*Set exercise*
How many lines in the records below include the word "white"? Reply with the number alone.

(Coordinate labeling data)

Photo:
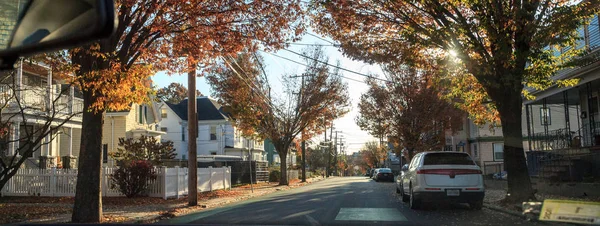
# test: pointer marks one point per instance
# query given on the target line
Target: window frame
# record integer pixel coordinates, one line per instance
(163, 113)
(494, 151)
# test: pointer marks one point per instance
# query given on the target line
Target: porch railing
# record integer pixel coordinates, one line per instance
(554, 139)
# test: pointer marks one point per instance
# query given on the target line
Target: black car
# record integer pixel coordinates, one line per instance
(384, 174)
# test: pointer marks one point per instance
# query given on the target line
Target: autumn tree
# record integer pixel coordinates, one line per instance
(170, 35)
(373, 154)
(316, 157)
(22, 138)
(413, 107)
(242, 84)
(174, 93)
(504, 45)
(146, 148)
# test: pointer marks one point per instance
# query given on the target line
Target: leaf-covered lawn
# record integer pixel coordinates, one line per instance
(10, 213)
(19, 209)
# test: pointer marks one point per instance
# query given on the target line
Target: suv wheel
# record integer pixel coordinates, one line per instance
(414, 202)
(476, 205)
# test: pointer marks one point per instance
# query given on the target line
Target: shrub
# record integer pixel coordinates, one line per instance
(274, 176)
(131, 178)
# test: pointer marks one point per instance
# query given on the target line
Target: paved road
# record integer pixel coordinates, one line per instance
(343, 201)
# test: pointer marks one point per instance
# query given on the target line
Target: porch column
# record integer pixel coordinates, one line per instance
(14, 139)
(49, 92)
(567, 119)
(535, 142)
(528, 126)
(70, 141)
(46, 144)
(19, 79)
(591, 121)
(545, 122)
(71, 97)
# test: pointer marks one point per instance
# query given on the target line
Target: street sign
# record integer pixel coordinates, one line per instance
(571, 211)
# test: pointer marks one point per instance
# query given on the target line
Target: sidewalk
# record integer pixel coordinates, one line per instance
(47, 210)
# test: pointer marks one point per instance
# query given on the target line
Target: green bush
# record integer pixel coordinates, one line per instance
(274, 176)
(131, 178)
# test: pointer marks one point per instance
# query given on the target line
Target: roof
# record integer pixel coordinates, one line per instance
(206, 109)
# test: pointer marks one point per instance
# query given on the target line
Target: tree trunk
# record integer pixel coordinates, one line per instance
(509, 106)
(303, 161)
(88, 191)
(283, 168)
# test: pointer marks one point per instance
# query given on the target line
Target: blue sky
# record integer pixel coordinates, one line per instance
(276, 67)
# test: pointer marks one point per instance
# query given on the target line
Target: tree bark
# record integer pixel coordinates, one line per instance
(192, 134)
(88, 191)
(303, 161)
(283, 168)
(519, 183)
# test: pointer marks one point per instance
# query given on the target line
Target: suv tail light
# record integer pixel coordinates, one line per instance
(449, 171)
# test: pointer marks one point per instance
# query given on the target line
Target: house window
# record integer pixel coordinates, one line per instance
(460, 148)
(163, 113)
(213, 132)
(448, 148)
(105, 153)
(545, 116)
(498, 151)
(182, 133)
(141, 114)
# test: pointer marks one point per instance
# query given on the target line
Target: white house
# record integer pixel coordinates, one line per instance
(32, 89)
(217, 136)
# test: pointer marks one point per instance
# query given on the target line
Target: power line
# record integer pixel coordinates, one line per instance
(319, 37)
(303, 64)
(335, 66)
(308, 44)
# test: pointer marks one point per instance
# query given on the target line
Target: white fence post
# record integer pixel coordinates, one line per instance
(229, 180)
(224, 172)
(177, 182)
(53, 182)
(210, 178)
(164, 180)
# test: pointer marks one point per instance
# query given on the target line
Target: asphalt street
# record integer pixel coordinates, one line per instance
(343, 201)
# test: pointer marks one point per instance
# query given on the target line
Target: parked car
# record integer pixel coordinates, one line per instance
(399, 180)
(384, 174)
(374, 172)
(442, 176)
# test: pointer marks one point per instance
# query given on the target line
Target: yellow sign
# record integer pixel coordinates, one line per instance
(571, 211)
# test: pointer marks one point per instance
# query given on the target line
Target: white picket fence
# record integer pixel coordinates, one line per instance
(169, 182)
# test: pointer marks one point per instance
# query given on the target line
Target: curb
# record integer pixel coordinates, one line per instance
(516, 214)
(510, 212)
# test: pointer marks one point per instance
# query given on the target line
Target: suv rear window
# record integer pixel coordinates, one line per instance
(447, 159)
(385, 170)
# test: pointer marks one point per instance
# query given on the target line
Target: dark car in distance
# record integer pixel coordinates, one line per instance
(384, 174)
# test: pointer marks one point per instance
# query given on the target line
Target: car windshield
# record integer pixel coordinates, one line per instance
(300, 112)
(447, 159)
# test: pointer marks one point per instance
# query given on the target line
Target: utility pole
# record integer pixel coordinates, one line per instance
(331, 147)
(335, 166)
(300, 98)
(192, 131)
(328, 151)
(250, 163)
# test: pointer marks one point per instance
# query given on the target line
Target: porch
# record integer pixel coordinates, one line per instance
(563, 131)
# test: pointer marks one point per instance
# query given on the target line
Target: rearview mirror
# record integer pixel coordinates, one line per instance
(405, 167)
(33, 26)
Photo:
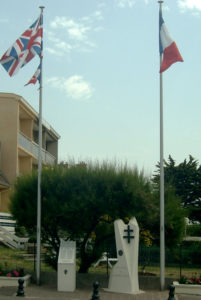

*Task response*
3